Work to do: Please convert the rows below into a numbered list, using only the lines from the line with "the hazy white" up to and including the line with "pixel 172 430" and skipping any blank lines.

===

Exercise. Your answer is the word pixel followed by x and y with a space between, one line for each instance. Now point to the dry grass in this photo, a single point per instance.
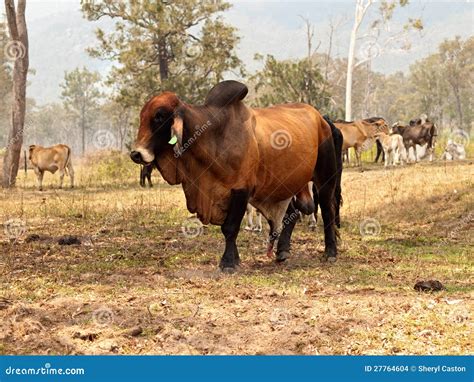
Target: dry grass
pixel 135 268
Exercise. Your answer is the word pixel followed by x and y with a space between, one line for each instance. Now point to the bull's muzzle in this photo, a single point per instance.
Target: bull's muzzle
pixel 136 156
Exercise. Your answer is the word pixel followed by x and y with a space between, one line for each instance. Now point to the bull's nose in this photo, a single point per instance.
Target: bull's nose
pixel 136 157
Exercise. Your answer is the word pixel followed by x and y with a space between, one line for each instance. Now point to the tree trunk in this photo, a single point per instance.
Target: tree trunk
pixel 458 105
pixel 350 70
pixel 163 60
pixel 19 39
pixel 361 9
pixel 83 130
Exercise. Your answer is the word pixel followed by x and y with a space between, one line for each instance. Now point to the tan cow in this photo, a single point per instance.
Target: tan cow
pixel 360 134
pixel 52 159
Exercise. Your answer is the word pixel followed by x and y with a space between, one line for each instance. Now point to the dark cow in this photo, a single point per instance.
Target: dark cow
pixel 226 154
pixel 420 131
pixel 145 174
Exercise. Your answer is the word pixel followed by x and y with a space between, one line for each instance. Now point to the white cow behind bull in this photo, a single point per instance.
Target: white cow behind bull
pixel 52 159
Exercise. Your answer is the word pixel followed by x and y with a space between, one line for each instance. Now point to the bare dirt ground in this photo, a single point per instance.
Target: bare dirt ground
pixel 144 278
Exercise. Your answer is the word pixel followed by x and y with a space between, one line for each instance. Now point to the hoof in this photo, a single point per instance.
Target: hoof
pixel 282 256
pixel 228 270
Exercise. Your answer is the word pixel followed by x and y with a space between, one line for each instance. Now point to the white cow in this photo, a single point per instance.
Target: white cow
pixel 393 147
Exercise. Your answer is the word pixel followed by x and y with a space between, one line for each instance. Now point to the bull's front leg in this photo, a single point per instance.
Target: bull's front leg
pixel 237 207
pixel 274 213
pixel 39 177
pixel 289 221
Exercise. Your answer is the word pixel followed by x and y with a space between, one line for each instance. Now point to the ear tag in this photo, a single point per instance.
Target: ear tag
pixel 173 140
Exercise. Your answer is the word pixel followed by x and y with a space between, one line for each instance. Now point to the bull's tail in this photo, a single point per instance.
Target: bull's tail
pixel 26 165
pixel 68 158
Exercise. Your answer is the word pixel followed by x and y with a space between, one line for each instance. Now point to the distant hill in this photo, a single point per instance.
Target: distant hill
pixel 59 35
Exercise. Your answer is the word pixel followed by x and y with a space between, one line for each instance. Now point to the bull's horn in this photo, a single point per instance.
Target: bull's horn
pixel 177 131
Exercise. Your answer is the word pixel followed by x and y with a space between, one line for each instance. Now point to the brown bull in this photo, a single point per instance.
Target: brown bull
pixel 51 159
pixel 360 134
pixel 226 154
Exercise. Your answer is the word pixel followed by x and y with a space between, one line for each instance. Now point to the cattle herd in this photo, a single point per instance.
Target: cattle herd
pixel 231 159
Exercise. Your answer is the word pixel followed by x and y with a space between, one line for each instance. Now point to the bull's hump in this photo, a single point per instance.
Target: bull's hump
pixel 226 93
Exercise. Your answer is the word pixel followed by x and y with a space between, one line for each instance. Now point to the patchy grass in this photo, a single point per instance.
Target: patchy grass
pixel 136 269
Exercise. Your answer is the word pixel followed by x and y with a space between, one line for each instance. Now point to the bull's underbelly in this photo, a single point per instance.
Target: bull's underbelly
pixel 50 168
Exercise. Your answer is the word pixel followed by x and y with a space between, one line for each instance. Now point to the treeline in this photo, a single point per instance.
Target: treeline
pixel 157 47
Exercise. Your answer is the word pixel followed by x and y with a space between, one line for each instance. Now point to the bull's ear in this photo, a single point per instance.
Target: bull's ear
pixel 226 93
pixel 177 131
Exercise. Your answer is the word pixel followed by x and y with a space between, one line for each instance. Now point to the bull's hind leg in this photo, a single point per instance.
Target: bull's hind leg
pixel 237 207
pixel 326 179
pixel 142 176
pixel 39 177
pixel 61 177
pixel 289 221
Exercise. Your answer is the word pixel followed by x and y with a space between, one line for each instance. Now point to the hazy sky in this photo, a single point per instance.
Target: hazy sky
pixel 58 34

===

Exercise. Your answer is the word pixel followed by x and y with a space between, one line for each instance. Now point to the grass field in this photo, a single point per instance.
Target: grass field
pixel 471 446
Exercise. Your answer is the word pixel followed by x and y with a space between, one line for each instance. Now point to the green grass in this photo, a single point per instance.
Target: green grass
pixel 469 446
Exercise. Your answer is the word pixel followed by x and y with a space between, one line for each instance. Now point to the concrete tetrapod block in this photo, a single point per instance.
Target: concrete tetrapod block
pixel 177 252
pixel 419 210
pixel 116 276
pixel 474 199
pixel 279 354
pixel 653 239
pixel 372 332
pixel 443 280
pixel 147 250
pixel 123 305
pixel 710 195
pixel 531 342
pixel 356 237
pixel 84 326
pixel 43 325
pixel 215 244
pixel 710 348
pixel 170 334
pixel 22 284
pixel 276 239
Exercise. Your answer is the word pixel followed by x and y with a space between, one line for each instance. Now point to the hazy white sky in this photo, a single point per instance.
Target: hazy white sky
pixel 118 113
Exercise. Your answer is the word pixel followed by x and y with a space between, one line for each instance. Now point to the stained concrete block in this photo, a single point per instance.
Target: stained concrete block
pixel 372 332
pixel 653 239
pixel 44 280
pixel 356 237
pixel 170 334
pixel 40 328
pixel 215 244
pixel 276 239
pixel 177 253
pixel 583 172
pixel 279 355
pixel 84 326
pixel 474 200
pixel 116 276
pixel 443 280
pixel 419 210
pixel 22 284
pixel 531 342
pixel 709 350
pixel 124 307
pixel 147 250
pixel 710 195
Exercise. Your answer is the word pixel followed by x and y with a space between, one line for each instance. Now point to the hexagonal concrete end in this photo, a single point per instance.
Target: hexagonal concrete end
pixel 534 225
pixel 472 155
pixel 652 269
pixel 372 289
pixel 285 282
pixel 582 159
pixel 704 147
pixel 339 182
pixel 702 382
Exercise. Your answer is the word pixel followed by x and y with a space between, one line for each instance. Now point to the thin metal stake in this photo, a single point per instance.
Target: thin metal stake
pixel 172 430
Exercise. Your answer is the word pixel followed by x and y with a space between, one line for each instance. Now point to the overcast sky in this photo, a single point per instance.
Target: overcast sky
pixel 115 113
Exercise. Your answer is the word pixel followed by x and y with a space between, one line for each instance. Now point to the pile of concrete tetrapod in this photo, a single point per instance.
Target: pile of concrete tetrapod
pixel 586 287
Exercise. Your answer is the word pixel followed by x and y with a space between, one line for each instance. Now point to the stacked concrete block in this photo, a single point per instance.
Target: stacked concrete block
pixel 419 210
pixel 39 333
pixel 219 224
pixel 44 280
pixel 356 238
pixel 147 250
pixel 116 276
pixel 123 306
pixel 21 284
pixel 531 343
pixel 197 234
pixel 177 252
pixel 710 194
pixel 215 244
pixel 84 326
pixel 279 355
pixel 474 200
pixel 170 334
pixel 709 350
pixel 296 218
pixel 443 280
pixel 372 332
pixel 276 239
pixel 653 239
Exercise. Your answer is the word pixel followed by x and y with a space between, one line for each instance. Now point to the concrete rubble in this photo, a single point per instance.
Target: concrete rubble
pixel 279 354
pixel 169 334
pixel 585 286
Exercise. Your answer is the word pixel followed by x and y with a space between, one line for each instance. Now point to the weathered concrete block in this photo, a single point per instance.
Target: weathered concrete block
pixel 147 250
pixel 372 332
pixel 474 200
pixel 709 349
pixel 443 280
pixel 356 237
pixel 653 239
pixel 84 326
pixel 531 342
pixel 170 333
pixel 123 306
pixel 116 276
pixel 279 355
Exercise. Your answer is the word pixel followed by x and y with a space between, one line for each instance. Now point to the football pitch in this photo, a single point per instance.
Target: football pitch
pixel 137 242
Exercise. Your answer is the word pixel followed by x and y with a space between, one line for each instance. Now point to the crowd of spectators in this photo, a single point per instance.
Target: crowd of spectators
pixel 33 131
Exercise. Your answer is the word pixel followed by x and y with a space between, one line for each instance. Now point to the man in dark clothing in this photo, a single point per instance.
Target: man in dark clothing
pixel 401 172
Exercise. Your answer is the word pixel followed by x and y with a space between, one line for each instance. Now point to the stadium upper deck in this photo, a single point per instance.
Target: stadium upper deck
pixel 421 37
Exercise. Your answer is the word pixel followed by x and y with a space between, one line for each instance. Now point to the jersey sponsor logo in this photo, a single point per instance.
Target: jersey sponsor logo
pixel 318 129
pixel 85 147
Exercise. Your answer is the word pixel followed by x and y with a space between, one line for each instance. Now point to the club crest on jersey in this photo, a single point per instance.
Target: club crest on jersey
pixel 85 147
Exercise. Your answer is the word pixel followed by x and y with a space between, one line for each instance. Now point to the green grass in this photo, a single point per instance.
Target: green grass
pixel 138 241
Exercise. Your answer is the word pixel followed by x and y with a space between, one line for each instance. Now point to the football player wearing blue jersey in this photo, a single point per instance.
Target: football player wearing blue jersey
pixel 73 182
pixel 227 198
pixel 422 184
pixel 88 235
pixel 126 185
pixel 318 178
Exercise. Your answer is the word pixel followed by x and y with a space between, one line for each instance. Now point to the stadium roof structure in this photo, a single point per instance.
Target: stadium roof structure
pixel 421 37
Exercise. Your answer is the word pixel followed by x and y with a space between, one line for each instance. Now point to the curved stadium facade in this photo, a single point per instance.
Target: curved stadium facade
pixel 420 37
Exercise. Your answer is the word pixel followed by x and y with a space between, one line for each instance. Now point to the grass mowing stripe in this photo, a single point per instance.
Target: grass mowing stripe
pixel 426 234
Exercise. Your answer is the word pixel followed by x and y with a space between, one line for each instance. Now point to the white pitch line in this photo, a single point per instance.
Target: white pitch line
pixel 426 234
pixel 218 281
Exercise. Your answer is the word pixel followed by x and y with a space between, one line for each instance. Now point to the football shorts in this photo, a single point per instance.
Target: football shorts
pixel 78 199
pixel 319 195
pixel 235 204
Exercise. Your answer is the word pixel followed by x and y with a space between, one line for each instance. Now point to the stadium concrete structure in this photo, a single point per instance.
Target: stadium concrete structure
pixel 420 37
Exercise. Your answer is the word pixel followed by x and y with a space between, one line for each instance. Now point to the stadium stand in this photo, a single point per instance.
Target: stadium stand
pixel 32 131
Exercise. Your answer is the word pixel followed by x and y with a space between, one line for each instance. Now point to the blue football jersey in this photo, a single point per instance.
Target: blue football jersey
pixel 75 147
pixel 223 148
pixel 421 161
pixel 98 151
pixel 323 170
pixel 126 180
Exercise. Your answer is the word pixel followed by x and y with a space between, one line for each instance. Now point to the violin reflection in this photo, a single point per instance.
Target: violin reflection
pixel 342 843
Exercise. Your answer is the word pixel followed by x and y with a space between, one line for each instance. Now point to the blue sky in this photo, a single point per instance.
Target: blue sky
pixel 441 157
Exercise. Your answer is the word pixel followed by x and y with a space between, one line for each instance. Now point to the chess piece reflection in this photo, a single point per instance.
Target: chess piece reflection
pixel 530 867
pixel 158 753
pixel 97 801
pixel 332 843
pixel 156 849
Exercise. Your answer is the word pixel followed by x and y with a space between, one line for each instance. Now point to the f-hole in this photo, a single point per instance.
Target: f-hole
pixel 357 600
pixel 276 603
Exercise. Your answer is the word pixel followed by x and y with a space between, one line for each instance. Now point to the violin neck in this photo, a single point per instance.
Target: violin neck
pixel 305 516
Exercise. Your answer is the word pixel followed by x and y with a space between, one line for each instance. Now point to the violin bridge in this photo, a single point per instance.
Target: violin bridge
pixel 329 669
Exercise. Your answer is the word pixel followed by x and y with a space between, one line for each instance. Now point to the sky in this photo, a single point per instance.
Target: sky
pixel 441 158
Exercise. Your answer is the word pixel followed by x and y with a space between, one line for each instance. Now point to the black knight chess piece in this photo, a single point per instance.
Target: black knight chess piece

===

Response to the task:
1. Exercise. Your answer is the word pixel followed by x and y with a space between, one line for each instance. Now point to the hazy white sky in this photo, a single point per instance.
2. Target: hazy white sky
3. pixel 118 113
4. Exercise. Your answer is the word pixel followed by x and y with a space between, one line for each instance. Now point to the stained concrete block in this photo, a single point per instance.
5. Target: stained concrete block
6. pixel 372 332
7. pixel 653 239
8. pixel 44 280
9. pixel 356 237
10. pixel 170 334
11. pixel 40 328
12. pixel 215 244
13. pixel 276 239
14. pixel 177 253
15. pixel 583 172
16. pixel 279 355
17. pixel 84 326
18. pixel 474 200
19. pixel 116 276
20. pixel 443 280
21. pixel 419 210
22. pixel 22 284
23. pixel 531 342
24. pixel 709 350
25. pixel 124 307
26. pixel 147 250
27. pixel 710 195
28. Exercise. Your answer is the word pixel followed by x and y with a space between, one line for each instance. Now point to the hexagonal concrete end in this photo, a single point per instance.
29. Target: hexagonal concrete end
30. pixel 534 225
31. pixel 472 155
32. pixel 652 269
33. pixel 372 289
34. pixel 285 282
35. pixel 582 159
36. pixel 704 147
37. pixel 339 182
38. pixel 702 382
39. Exercise. Your answer is the word pixel followed by x and y with a space between, one line for each instance. Now point to the thin metal stake in this photo, a single point per instance.
40. Target: thin metal stake
41. pixel 172 430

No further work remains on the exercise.